[Extrait du texte]
* * * * * * *
Les Schtroumpfs 2 est généralement crétin et immobile quand il devrait être mignon et désarmant. Des acteurs comme Neil Patrick Harris ou Brendan Gleeson, qui ont déjà prouvé qu’ils figurent parmi les comédiens les plus cool de planète et peuvent donc sortir indemnes de même le plus affreux des projets, se sentent le besoin de tester cette théorie à nouveau en téléphonant des prestations où-est-ma-fiche-de-paie-bordel devant des écrans bleus pourris parce qu’ils savent que l’on attend rien d’eux. Seul Hank Azaria, qui cabotine à mort sous le maquillage farces-et-attrapes de Gargamel, semble donner un sens de timing comique, mais il y a tellement de sous-intrigues qui évincent son personnage qu’il n’a pas la chance de prouver qu’il peut être drôle. Plus d’espace mort est dévoué au Schtroumpf Grognon, qui est un Schtroumpf tellement négatif qu’il va essayer de se réinventer en Schtroumpf Optimiste, une aspiration noble qu’il laissera tomber, inévitablement.
Ne vous inquiétez pas si cette blague ne vous a pas fait rire, parce qu’ils la ressortiront encore. Et encore. Et encore. Finalement, il n’y aucune blague que Les Schtroumpfs 2 ne répétera pas incessamment (les personnages sont même là pour rire à notre place !) parce que c’est un film qui pense que les gamins sont des idiots, et nécessitent qu’on leur explique tout mot par mot pour qu’ils comprennent. Optant pour le thème le plus paresseux du divertissement de masse (les « daddy issues », les personnages qui ont besoin d’une figure paternelle), le dilemme central des Schtroumpfs 2 concerne le kidnapping de la Schtroumpfette et son endoctrinement dans les Canailles de Gargamel, avant que surprise, surprise, Grand Schtroumpf et ses compères viennent la sauver. Parce que vous voyez, ce sont eux, sa vraie famille. Comment ces retrouvailles sont-elles communiquées ? Une étreinte ? Une larme ? Un regard ? Un sourire ? Non, Papa Schtroumpf explique que bien sûr ils sont revenus, parce qu’ils sont une famille, et c’est ce que font les familles en temps de besoin.
* * * * * * *
[Informations affichées]

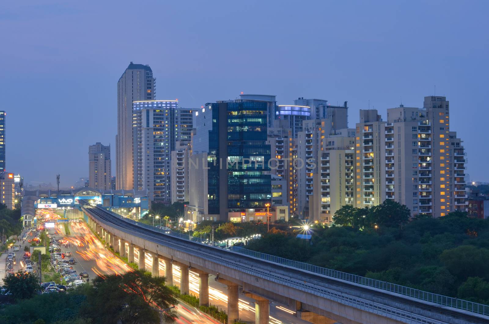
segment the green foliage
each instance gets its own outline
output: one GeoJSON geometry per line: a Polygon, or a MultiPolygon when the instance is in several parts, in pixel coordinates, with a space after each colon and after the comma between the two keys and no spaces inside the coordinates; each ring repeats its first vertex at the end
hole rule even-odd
* * * * * * *
[Liste des tâches]
a) Relevez le nom de chaque acteur cité dans la critique des Schtroumpfs 2.
b) Reprenez la critique des Schtroumpfs 2 et prolongez-la à partir de sa dernière phrase.

[Résultats successifs]
a) Neil Patrick Harris, Brendan Gleeson, Hank Azaria

b)
Vous savez comment se passent ces sessions de thérapie qui font semblant d’être des films, donc énumérons en abrégé à quel point Les Schtroumpfs 2 est désespérément insipide. Oui, les Schtroumpfs sont mal faits avec des monstruosités d’effets de synthèse. Oui, il y a un remix de la chanson des Schtroumpfs. Oui, il y a un gag qui se moque de la licence. Oui, il y a la fameuse démarche « badass », filmée au ralenti et accompagnée d’une piste de rap. Oui, la Schtroumpfette se fait kidnapper, et il y a des malentendus et une tentative de la faire basculer du côté obscur. Oui, ça se termine avec une danse hip-hop. Et oui, des personnages tombent par terre et les Schtroumpfs se marrent parce que c’est rigolo. Il y a aussi un chat géant, Gargamel qui saute de la Tour Eiffel et Brendan Gleeson qui se transforme en canard. Je n’arrive pas à croire que je viens d’écrire ces lignes.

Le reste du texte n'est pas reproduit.